WHAT TO WORK ON = Copy everything from the line containing "tagged: bracelet" down to the line containing "top-left (214, 373), bottom-right (237, 385)", changing "bracelet" to "wristband" and leaving the rest as it is.

┌────────

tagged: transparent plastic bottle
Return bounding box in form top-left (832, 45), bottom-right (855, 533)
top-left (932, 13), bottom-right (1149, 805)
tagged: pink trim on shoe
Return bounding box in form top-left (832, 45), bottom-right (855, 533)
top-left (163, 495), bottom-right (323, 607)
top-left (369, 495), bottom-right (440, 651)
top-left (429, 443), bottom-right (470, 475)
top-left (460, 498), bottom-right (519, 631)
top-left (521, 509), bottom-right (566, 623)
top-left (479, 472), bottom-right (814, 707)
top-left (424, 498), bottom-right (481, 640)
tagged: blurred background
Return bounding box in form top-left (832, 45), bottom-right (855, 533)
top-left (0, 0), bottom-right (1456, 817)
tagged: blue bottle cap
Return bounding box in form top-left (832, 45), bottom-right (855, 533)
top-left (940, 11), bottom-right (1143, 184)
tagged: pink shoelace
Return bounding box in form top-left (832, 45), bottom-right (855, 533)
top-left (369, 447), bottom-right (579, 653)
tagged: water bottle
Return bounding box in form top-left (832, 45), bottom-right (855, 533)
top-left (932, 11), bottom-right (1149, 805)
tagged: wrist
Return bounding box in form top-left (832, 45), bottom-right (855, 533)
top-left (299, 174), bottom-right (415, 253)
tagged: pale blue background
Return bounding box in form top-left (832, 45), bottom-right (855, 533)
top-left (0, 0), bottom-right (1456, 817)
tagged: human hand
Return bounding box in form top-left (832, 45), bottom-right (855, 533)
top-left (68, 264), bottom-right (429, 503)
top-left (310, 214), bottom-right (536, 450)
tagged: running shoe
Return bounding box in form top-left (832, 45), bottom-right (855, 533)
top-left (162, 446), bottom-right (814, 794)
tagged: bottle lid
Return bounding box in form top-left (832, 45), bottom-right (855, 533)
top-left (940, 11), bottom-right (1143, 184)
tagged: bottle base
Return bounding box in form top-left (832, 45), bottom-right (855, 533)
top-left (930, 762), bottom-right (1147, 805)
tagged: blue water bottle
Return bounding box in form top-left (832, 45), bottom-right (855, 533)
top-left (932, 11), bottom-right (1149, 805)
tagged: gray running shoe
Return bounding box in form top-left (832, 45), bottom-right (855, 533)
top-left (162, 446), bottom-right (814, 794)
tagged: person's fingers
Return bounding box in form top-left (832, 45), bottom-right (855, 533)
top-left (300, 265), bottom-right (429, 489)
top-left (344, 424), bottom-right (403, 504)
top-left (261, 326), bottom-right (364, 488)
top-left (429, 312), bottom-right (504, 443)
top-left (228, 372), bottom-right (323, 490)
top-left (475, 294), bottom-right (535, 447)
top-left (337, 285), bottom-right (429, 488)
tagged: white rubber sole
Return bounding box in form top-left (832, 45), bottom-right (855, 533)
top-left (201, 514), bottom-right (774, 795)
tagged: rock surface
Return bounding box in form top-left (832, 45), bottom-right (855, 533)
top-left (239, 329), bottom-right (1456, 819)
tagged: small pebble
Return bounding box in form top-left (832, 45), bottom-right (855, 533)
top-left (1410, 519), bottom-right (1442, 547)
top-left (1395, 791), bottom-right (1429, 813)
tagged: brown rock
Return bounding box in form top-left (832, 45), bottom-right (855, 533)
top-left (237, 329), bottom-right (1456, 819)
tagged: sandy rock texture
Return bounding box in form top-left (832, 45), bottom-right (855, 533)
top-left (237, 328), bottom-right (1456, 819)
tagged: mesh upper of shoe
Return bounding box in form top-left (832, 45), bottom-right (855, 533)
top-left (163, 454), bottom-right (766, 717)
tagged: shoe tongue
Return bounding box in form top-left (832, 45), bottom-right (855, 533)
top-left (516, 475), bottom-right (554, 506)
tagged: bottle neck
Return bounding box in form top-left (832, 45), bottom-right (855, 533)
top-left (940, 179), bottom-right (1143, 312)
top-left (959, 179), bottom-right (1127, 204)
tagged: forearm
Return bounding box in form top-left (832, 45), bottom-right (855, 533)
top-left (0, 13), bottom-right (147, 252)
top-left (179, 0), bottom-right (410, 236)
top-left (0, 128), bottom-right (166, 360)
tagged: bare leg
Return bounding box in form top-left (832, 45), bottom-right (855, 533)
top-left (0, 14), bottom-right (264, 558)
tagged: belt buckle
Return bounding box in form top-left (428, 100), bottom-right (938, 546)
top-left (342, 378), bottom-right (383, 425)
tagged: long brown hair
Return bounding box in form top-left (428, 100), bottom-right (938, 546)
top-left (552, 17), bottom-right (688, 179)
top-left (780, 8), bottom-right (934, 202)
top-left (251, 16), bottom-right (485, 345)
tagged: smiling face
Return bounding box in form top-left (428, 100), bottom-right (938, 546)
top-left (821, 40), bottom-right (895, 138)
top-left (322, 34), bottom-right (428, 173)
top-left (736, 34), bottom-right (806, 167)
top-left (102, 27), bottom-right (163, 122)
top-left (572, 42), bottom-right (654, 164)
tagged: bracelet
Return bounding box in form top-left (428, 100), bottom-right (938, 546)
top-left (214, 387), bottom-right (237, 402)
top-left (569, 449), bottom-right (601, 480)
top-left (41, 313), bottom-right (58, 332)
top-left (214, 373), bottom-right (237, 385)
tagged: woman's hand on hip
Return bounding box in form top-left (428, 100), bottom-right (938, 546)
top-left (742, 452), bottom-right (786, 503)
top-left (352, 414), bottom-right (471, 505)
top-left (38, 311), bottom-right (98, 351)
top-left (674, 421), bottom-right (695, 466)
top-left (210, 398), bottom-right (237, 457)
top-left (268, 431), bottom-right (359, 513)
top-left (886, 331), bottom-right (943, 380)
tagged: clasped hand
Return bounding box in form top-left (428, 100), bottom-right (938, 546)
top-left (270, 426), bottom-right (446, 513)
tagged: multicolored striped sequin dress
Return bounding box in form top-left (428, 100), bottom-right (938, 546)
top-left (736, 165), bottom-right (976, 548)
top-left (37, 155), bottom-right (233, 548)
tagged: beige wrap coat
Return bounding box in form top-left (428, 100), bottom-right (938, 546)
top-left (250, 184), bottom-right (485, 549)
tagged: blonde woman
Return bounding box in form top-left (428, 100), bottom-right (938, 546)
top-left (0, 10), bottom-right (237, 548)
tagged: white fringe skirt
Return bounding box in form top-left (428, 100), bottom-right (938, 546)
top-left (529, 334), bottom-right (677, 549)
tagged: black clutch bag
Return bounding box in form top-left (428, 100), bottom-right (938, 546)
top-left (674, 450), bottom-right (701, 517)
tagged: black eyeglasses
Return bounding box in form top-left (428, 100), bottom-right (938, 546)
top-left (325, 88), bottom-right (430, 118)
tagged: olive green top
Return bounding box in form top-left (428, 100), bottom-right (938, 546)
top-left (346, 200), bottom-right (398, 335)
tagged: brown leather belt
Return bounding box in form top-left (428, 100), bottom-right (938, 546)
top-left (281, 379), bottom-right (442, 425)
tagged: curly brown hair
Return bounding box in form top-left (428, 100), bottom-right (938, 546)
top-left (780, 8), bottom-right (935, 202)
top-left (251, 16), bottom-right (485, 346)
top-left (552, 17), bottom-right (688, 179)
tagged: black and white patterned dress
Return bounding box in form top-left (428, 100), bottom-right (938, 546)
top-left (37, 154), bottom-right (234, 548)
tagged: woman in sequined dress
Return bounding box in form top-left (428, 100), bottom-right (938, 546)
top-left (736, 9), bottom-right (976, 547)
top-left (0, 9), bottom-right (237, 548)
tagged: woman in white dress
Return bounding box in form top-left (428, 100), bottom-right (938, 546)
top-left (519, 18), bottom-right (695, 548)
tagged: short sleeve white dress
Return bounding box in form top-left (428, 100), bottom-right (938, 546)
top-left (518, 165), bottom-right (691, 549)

└────────

EXERCISE SOLUTION =
tagged: wristband
Return bounding box in form top-left (428, 100), bottom-right (938, 546)
top-left (214, 387), bottom-right (237, 402)
top-left (569, 449), bottom-right (601, 480)
top-left (41, 313), bottom-right (58, 332)
top-left (214, 373), bottom-right (237, 385)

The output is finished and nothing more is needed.